→ **DESCRIPTION OF THE TASK**
Write out exactly the lines from the one containing "[mark] metal rivet" through the last line of the records below, and no others.

>>>

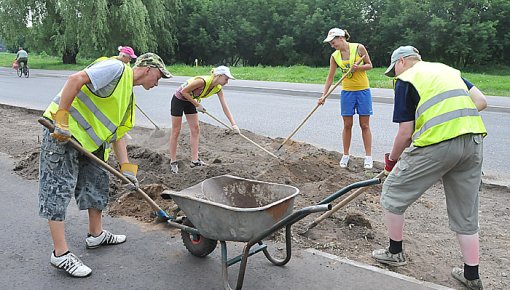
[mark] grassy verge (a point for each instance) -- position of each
(494, 81)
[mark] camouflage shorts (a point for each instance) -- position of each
(64, 172)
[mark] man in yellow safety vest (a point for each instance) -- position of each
(96, 107)
(439, 121)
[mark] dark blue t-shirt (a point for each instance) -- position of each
(407, 99)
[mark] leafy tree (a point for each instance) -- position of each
(91, 27)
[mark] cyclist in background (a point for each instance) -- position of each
(22, 57)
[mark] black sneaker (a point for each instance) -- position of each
(197, 163)
(458, 273)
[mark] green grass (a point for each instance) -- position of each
(493, 81)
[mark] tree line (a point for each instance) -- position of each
(260, 32)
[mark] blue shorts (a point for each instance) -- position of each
(356, 102)
(63, 173)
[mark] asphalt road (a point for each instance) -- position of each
(153, 256)
(275, 109)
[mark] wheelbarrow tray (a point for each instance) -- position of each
(231, 208)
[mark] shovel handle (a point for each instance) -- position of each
(248, 139)
(342, 203)
(161, 213)
(318, 105)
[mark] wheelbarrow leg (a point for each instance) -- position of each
(242, 268)
(288, 249)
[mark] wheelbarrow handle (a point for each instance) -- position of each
(350, 187)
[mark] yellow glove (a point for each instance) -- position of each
(61, 132)
(129, 170)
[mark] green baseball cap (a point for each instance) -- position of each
(150, 59)
(402, 51)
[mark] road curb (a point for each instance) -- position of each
(426, 284)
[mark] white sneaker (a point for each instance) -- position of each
(105, 238)
(344, 161)
(198, 162)
(368, 163)
(71, 264)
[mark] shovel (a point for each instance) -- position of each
(341, 204)
(159, 212)
(253, 142)
(318, 105)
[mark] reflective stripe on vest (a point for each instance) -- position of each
(96, 121)
(354, 81)
(353, 51)
(84, 124)
(445, 109)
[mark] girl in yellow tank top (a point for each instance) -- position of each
(355, 96)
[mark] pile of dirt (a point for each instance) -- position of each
(352, 232)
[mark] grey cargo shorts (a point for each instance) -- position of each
(64, 172)
(457, 163)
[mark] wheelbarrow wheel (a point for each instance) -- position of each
(197, 245)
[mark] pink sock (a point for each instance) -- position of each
(470, 248)
(395, 225)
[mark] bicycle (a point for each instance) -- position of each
(23, 70)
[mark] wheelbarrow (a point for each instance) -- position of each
(229, 208)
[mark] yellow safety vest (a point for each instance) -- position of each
(356, 81)
(445, 109)
(96, 121)
(205, 92)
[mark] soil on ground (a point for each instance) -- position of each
(353, 232)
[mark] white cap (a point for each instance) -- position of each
(223, 70)
(334, 32)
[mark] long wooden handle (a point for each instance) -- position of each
(318, 105)
(342, 203)
(253, 142)
(77, 146)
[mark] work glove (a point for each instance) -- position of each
(236, 129)
(61, 132)
(129, 171)
(201, 108)
(388, 164)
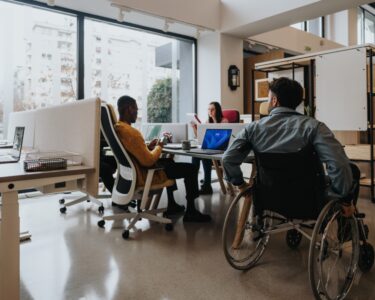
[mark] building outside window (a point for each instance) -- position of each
(39, 59)
(155, 70)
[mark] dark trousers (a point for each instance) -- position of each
(107, 167)
(188, 172)
(207, 168)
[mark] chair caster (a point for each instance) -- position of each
(366, 257)
(125, 234)
(293, 238)
(169, 227)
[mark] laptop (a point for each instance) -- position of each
(14, 154)
(215, 141)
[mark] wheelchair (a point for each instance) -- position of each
(288, 194)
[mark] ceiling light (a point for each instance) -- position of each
(166, 26)
(120, 16)
(198, 33)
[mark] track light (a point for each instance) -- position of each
(121, 16)
(198, 33)
(166, 26)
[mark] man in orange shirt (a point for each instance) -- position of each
(148, 156)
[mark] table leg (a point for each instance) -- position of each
(219, 173)
(9, 247)
(243, 216)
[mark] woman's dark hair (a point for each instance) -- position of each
(289, 92)
(218, 113)
(123, 103)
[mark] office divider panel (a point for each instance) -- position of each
(73, 127)
(341, 96)
(25, 119)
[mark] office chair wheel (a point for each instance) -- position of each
(293, 238)
(366, 257)
(244, 233)
(125, 234)
(169, 227)
(334, 253)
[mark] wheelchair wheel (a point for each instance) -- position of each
(334, 253)
(244, 237)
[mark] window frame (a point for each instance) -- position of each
(81, 16)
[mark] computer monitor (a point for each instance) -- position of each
(216, 139)
(235, 127)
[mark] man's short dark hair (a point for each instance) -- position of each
(123, 103)
(289, 92)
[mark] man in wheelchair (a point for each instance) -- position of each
(291, 183)
(287, 131)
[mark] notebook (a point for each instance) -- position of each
(215, 141)
(14, 154)
(176, 146)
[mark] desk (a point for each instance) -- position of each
(215, 158)
(12, 179)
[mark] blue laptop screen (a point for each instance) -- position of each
(216, 139)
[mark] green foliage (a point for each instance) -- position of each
(159, 102)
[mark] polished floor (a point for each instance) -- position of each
(69, 257)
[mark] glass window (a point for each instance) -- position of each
(369, 20)
(38, 60)
(155, 70)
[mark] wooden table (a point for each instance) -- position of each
(215, 159)
(12, 179)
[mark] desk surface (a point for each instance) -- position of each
(14, 171)
(249, 158)
(360, 152)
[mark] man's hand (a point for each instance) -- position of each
(348, 209)
(152, 144)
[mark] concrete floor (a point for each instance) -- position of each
(69, 257)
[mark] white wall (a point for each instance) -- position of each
(216, 52)
(244, 18)
(295, 40)
(237, 13)
(231, 54)
(208, 72)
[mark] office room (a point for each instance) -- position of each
(172, 149)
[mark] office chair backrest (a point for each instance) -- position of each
(232, 115)
(292, 184)
(126, 179)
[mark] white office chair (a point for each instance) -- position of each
(125, 188)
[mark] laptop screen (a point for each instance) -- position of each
(216, 139)
(17, 142)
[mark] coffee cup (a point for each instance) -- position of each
(186, 145)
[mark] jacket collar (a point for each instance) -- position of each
(280, 110)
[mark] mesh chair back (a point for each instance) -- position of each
(292, 184)
(125, 181)
(232, 115)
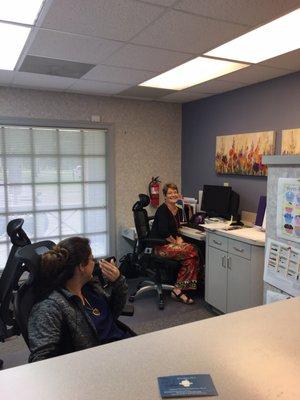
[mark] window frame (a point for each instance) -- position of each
(110, 160)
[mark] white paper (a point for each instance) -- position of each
(282, 267)
(272, 296)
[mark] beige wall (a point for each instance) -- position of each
(147, 137)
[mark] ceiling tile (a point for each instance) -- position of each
(36, 81)
(289, 61)
(146, 58)
(188, 33)
(67, 46)
(216, 86)
(6, 77)
(145, 92)
(110, 19)
(184, 97)
(94, 87)
(106, 73)
(246, 12)
(256, 73)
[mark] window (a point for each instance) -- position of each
(56, 180)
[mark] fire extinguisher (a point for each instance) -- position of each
(154, 191)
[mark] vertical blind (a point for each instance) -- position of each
(56, 180)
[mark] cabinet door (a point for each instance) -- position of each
(238, 288)
(215, 293)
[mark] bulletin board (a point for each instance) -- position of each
(288, 209)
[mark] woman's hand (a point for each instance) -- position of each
(170, 239)
(179, 240)
(109, 270)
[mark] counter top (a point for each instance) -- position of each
(248, 235)
(251, 355)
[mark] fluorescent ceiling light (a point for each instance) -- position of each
(268, 41)
(22, 11)
(12, 41)
(193, 72)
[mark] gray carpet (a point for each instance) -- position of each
(147, 318)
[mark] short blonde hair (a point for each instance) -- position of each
(169, 186)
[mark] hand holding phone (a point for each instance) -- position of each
(109, 270)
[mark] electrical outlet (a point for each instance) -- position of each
(96, 118)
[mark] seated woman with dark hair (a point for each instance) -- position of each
(74, 312)
(166, 226)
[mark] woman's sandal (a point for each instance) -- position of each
(183, 298)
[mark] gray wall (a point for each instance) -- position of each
(147, 138)
(270, 105)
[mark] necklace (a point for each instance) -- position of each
(95, 311)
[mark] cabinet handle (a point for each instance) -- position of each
(237, 249)
(228, 262)
(216, 242)
(224, 263)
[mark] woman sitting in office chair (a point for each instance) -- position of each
(165, 226)
(74, 312)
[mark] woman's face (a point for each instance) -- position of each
(172, 196)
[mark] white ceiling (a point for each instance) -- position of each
(131, 41)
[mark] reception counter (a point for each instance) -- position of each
(252, 354)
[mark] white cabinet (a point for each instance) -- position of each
(234, 273)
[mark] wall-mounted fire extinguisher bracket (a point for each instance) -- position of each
(154, 191)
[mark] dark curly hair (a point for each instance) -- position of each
(58, 265)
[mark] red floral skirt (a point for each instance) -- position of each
(188, 255)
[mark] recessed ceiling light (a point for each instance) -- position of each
(277, 37)
(12, 41)
(24, 11)
(198, 70)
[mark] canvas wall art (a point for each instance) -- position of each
(290, 143)
(242, 153)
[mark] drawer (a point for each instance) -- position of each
(217, 241)
(239, 248)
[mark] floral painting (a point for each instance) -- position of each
(290, 141)
(242, 153)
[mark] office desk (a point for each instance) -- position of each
(251, 355)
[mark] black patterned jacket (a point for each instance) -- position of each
(58, 324)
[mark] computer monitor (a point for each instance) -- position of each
(216, 201)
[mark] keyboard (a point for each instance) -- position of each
(194, 226)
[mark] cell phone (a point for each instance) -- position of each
(109, 259)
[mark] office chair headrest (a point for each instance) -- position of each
(144, 199)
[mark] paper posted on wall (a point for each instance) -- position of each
(288, 209)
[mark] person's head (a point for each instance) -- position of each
(70, 257)
(170, 191)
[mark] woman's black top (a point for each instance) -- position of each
(104, 323)
(165, 224)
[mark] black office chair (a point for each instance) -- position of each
(159, 269)
(25, 297)
(9, 281)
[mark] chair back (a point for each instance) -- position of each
(10, 277)
(25, 297)
(141, 220)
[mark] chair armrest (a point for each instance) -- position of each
(128, 310)
(154, 242)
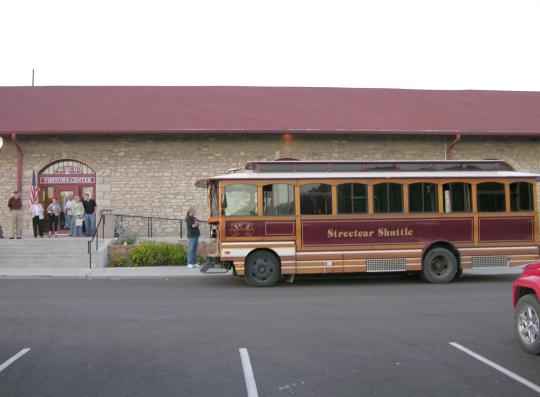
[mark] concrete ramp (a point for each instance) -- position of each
(57, 253)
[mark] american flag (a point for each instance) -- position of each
(34, 189)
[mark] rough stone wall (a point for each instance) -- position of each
(155, 175)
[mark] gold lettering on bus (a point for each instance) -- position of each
(379, 232)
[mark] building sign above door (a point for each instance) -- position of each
(66, 180)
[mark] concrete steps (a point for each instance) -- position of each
(44, 252)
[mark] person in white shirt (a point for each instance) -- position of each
(37, 218)
(67, 212)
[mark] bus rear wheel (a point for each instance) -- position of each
(439, 266)
(262, 269)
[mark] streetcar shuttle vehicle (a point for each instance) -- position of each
(283, 218)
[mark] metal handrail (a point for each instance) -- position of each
(96, 236)
(150, 220)
(100, 235)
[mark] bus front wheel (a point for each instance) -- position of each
(439, 266)
(262, 269)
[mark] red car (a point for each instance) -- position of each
(526, 299)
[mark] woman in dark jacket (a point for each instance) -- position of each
(193, 232)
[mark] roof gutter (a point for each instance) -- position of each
(448, 153)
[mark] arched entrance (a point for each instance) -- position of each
(66, 178)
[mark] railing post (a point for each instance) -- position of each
(90, 254)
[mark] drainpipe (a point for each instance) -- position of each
(448, 152)
(20, 156)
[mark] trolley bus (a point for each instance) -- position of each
(284, 218)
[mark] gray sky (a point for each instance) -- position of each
(452, 44)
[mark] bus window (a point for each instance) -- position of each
(388, 197)
(278, 200)
(521, 196)
(316, 199)
(352, 198)
(457, 197)
(490, 197)
(240, 200)
(423, 197)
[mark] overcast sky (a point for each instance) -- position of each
(452, 44)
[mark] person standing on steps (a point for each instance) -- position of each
(89, 215)
(193, 233)
(37, 218)
(77, 216)
(15, 212)
(67, 212)
(53, 211)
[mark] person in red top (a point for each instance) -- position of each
(15, 211)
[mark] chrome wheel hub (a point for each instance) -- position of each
(529, 325)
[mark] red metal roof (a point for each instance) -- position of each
(144, 109)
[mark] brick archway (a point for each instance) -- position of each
(66, 178)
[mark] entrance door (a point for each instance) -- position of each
(63, 179)
(63, 193)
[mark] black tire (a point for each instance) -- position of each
(262, 269)
(439, 266)
(530, 341)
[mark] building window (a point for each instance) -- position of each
(352, 198)
(521, 196)
(278, 200)
(388, 197)
(423, 197)
(316, 199)
(240, 200)
(490, 197)
(457, 197)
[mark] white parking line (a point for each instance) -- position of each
(251, 386)
(14, 358)
(503, 370)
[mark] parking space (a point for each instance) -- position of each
(320, 337)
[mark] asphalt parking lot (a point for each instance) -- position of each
(366, 336)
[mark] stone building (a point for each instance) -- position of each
(139, 150)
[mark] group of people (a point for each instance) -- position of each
(74, 215)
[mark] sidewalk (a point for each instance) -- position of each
(108, 272)
(162, 272)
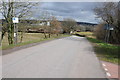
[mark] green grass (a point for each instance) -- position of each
(29, 38)
(105, 51)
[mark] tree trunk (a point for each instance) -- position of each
(21, 38)
(49, 35)
(45, 35)
(10, 34)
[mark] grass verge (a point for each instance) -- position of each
(4, 47)
(104, 51)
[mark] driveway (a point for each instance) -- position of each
(71, 57)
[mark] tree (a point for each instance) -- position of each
(12, 9)
(69, 25)
(45, 17)
(109, 13)
(55, 26)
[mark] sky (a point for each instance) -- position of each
(80, 11)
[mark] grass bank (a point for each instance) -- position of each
(29, 38)
(106, 52)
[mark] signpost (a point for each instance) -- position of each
(15, 20)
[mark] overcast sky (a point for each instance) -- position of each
(80, 11)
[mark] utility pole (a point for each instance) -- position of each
(15, 20)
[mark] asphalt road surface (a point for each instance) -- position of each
(71, 57)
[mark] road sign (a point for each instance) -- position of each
(48, 23)
(111, 29)
(15, 20)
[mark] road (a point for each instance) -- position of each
(71, 57)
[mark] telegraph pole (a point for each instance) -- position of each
(15, 20)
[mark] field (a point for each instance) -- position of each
(105, 51)
(29, 38)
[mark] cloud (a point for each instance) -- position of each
(80, 11)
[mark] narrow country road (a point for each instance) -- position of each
(71, 57)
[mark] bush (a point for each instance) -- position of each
(100, 32)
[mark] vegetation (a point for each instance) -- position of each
(105, 51)
(12, 9)
(28, 39)
(109, 13)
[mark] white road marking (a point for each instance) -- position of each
(108, 74)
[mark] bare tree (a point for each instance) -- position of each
(55, 26)
(12, 9)
(109, 13)
(69, 25)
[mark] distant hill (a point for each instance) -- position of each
(34, 21)
(86, 23)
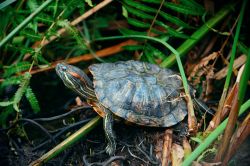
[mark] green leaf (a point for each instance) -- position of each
(152, 1)
(138, 13)
(138, 23)
(172, 31)
(193, 4)
(6, 103)
(180, 8)
(6, 3)
(16, 68)
(89, 2)
(11, 81)
(140, 6)
(34, 36)
(20, 91)
(174, 20)
(196, 139)
(32, 100)
(126, 31)
(132, 47)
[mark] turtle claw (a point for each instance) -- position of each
(110, 149)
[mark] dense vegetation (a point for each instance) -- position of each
(206, 42)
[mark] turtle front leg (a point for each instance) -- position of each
(109, 133)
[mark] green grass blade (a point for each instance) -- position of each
(196, 36)
(213, 136)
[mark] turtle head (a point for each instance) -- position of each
(75, 79)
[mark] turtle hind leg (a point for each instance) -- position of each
(109, 132)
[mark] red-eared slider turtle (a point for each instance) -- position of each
(139, 92)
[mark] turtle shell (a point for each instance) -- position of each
(140, 92)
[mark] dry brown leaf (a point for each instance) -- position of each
(187, 147)
(202, 68)
(237, 63)
(167, 147)
(177, 155)
(238, 138)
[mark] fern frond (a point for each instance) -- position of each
(5, 103)
(11, 81)
(32, 100)
(73, 31)
(19, 93)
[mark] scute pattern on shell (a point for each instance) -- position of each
(140, 92)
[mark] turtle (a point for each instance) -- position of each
(139, 92)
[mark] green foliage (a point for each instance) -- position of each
(148, 15)
(13, 104)
(32, 100)
(20, 92)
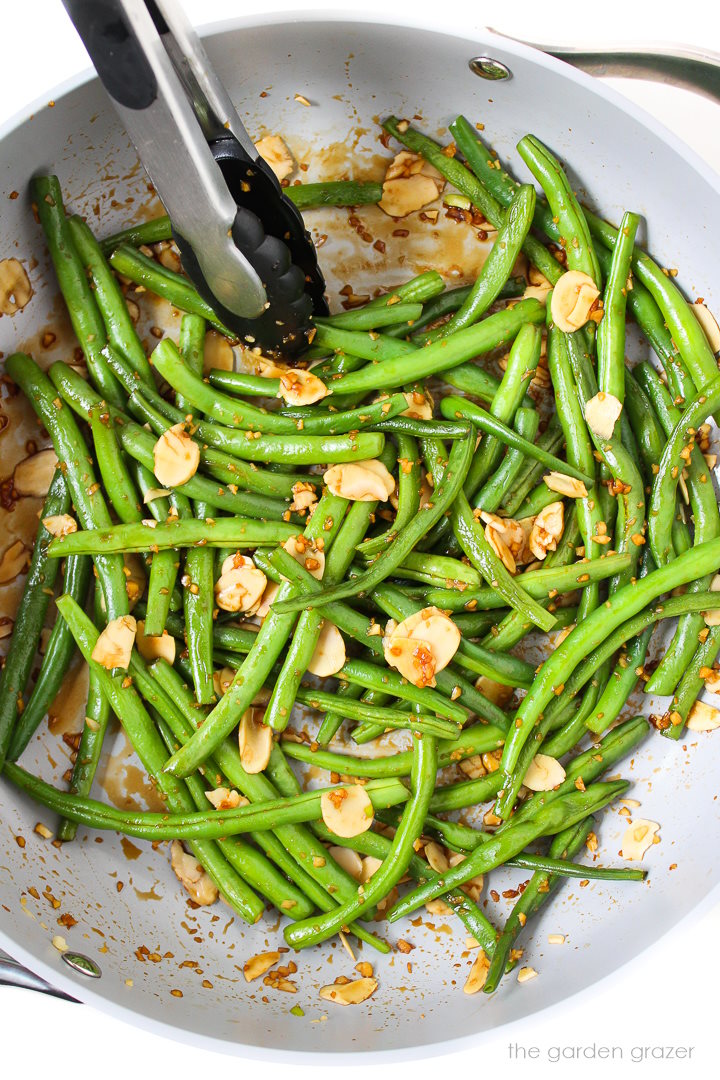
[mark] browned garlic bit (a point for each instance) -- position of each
(176, 457)
(544, 773)
(703, 717)
(478, 974)
(258, 964)
(347, 811)
(421, 645)
(152, 647)
(410, 184)
(223, 798)
(708, 322)
(329, 655)
(601, 414)
(192, 877)
(114, 646)
(566, 485)
(60, 525)
(241, 584)
(15, 288)
(273, 150)
(361, 481)
(546, 529)
(638, 838)
(32, 475)
(254, 740)
(349, 994)
(575, 300)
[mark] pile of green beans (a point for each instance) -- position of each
(401, 539)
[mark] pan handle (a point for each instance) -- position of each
(695, 69)
(13, 973)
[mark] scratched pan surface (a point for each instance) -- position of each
(124, 896)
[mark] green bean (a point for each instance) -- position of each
(84, 314)
(424, 768)
(497, 267)
(571, 221)
(565, 846)
(555, 817)
(619, 608)
(70, 448)
(55, 662)
(465, 181)
(406, 539)
(411, 364)
(478, 739)
(225, 531)
(29, 619)
(120, 328)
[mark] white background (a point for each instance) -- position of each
(666, 998)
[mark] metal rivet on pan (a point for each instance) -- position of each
(82, 963)
(489, 68)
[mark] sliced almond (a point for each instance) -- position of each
(241, 584)
(601, 414)
(574, 299)
(226, 798)
(15, 288)
(329, 655)
(255, 741)
(708, 322)
(638, 838)
(703, 717)
(273, 150)
(34, 475)
(191, 875)
(176, 457)
(361, 481)
(421, 645)
(350, 861)
(114, 646)
(349, 994)
(347, 811)
(154, 646)
(478, 974)
(546, 529)
(566, 485)
(544, 773)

<<<

→ **TASK RESULT**
[mark] metal rivet on pan (a point for each instance) -- position of each
(82, 963)
(489, 68)
[mark] sliced almond (a point for each instance) -- position of each
(241, 584)
(601, 414)
(574, 299)
(226, 798)
(15, 288)
(329, 655)
(255, 741)
(708, 322)
(638, 838)
(703, 717)
(273, 150)
(34, 475)
(191, 875)
(176, 457)
(361, 481)
(421, 645)
(350, 861)
(114, 646)
(349, 994)
(347, 811)
(154, 646)
(478, 974)
(546, 529)
(566, 485)
(544, 773)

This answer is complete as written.